- _EXERCISE GOAL_:
Locate every line in the data below that contains the word "door". Copy each of those lines out in full.

- _DATA FOR THE TASK_:
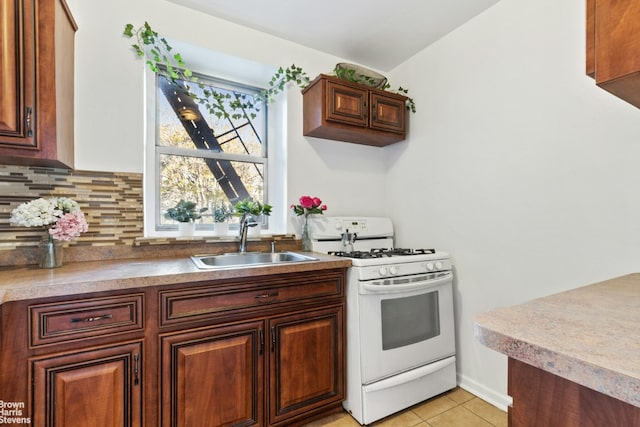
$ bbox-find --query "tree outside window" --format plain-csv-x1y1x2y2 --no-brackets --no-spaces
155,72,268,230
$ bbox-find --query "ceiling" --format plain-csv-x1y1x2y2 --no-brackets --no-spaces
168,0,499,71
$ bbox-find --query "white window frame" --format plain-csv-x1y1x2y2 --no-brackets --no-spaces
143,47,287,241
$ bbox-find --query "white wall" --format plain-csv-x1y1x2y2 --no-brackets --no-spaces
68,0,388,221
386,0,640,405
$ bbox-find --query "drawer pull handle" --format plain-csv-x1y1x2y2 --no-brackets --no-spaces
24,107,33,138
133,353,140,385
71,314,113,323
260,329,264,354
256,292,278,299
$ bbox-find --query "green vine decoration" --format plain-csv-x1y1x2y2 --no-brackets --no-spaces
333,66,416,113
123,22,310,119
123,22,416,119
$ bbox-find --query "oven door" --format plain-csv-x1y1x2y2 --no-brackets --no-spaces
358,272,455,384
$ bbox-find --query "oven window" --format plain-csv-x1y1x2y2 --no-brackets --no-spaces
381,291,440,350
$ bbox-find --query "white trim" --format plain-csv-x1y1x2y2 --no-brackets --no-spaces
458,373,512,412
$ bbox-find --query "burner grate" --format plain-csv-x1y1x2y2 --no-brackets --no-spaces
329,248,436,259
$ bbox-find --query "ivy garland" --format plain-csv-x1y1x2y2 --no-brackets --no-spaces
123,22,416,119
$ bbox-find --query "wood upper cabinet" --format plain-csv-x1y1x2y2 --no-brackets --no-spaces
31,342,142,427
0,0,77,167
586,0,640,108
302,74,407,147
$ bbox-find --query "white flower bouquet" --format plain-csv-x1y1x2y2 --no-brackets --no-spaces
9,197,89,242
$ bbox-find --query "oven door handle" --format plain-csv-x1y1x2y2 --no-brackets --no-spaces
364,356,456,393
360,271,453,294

==

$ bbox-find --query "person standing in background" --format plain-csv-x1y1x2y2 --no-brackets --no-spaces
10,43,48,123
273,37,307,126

- _SOLUTION BELOW_:
$ bbox-find --query "oven door" --format plain-csv-x1y1x2y2 --no-brackets --no-spaces
$ bbox-find --query "oven door handle" --format plain-csv-x1y1x2y2 --no-brackets --no-spaces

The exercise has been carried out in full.